───── Extract provided

3.3 Genetic algorithm (GA)

The genetic algorithm (GA) can be used to update the model. The GAs are based on the law of the survival of the fittest. The nonlinear model of a ball joint system was updated through the genetic algorithm in Davoodi et al. [27]. An evolutionary search model based on the GA was proposed by Castro et al. [16] to update thermomechanical nonlinear finite element model of hot metal-forming processes. Canyurt and Hajela [15] described the parallel implementation of cellular genetic algorithm for multicriteria design optimization problems. The main idea of the cellular genetic algorithm is to treat the values of model’s parameters as being distributed over a 2-D grid of cells, which cell defines a set parameter’s values. The optimisation of densification process of metal powders with GA was considered by Keshavarz et al. [53]. This process was modelled by thermomechanical nonlinear finite element method.

3.4 Bees algorithm (BA)

The Bees algorithm (BA) is based on the food research strategy of the honeybee swarms [82]. Few scouts explore randomly for source food (acceptable solution). Then, more bees are sent to the source food for neighbourhood searching. Moradi et al. [75] applied this search algorithm to update finite element model of structures. In addition, they compared this algorithm with the GA, the particle swarm optimization (PSO) and the inverse eigensensitivity method (IEM). According to their conclusion, BA showed to have more accurate results than those of GA and IEM, it was similar to PSO. Sun et al. [96] used BA to update a finite element model thanks to surrogate models—response surface methodology, Kriging, radial basis function and support vector regression. The proposed strategy is into the framework of sheet metal forming process. Karaboga and Gorkemli [47] proposed a quick artificial bee colony which is a new version of AB algorithm. This algorithm models the behaviour of onlooker bees more accurately and improves the performance of standard AB in terms of local search ability.

──────────

_Your goal_.
Continue the passage on algorithms for updating finite element models, starting right after its last sentence. The items were taken from a separate source.

───── Exercise data

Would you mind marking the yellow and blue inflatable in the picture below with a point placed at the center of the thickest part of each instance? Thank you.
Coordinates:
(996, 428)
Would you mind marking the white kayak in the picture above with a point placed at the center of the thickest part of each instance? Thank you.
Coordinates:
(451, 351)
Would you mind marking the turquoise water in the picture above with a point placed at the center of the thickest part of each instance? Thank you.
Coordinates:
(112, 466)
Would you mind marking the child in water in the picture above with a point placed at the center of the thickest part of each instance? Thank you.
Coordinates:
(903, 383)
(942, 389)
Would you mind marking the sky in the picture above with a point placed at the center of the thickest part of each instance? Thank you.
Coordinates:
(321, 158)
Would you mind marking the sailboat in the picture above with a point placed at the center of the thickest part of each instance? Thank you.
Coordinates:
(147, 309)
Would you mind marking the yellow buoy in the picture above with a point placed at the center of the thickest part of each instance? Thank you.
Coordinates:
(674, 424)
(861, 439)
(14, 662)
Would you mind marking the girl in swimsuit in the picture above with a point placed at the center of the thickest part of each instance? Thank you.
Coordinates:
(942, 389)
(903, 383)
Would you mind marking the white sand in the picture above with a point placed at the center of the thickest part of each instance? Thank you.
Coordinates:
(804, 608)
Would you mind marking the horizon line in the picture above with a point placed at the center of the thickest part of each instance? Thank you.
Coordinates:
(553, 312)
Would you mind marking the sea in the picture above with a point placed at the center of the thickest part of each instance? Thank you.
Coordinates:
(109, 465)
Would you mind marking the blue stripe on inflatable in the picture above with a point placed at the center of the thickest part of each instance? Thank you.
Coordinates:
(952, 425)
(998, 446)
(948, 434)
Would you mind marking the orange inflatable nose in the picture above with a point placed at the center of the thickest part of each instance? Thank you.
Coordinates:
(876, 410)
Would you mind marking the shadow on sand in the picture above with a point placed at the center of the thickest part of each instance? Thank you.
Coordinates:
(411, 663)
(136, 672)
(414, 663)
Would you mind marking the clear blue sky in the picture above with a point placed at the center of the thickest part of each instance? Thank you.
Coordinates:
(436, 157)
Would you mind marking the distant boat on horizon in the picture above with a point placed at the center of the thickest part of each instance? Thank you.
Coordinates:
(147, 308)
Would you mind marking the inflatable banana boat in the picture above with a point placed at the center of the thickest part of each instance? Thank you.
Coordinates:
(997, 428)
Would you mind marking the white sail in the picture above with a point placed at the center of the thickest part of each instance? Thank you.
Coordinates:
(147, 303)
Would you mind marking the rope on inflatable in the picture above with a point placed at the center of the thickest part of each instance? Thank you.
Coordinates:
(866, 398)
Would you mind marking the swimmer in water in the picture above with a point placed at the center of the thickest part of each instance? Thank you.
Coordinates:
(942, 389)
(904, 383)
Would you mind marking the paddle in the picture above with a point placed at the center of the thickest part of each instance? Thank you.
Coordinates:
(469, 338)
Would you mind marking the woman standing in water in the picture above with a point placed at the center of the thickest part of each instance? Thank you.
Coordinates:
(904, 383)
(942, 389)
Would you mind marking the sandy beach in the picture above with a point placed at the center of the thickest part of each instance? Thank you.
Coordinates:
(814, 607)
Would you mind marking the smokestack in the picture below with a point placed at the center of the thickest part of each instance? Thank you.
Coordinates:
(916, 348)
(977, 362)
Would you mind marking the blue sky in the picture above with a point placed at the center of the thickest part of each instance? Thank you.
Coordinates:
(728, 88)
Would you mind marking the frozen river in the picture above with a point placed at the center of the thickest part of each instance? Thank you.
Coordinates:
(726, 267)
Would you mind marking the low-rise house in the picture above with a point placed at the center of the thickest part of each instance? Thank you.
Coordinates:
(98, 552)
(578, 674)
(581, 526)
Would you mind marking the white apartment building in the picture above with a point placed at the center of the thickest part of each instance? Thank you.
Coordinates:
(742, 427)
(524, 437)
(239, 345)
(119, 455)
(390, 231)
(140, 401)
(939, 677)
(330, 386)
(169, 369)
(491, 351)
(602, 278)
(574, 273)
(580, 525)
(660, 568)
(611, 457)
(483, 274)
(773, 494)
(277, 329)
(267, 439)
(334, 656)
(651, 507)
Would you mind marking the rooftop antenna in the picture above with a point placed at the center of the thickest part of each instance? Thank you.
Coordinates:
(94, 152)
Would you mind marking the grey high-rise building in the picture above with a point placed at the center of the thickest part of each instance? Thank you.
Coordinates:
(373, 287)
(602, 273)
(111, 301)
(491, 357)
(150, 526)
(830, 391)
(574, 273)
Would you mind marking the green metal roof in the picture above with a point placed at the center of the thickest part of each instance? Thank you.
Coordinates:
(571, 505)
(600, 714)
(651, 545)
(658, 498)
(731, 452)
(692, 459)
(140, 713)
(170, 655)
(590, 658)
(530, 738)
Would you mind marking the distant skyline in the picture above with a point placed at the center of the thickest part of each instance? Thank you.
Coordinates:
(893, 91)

──────────

_Response to the exercise_.
4 Final remarks

The numerical modelling of the nonlinear mechanical system is a useful tool. On the other hand, the identification of the model (the value of the parameters) versus the real system (experimental data) is a complex process. Each part of the identification of the numerical model is important. Obviously, the choice of the numerical model is very important; it depends on the knowledge and the understanding of the user. The updating of the nonlinear model can be divided into the computation of the metric function and the search algorithm. The important number of investigation about the computation of the difference between the results of the numerical model and experimental data shows the complexity of the problem. The differences between the numerical results and the experimental data can be split into the error modelling and the uncertainties in the experimental system. Generally, the metric function is defined to evaluate the error modelling. However, the difference between these two kind of errors is fuzzy and the definition of an appropriate metric function is still open. In view of the optimum updating of the nonlinear model, the search algorithm have to consider the uncertainties in the experimental data, the lack of data, the complexity of the system as well as the doubts over the choice of the metric functions. Moreover, the search algorithm has an important influence over the computational cost of the updating process as well as the reliability of the updated model. The computational cost can be reduce by the evaluation of a metamodel.

To put in a nutshell, the nonlinear updating process is still current subject of investigation and it will remain as such in the next years. The toolbox of the nonlinear updating will be enhanced to increase the reliability of the updating process and to reduce the computational cost.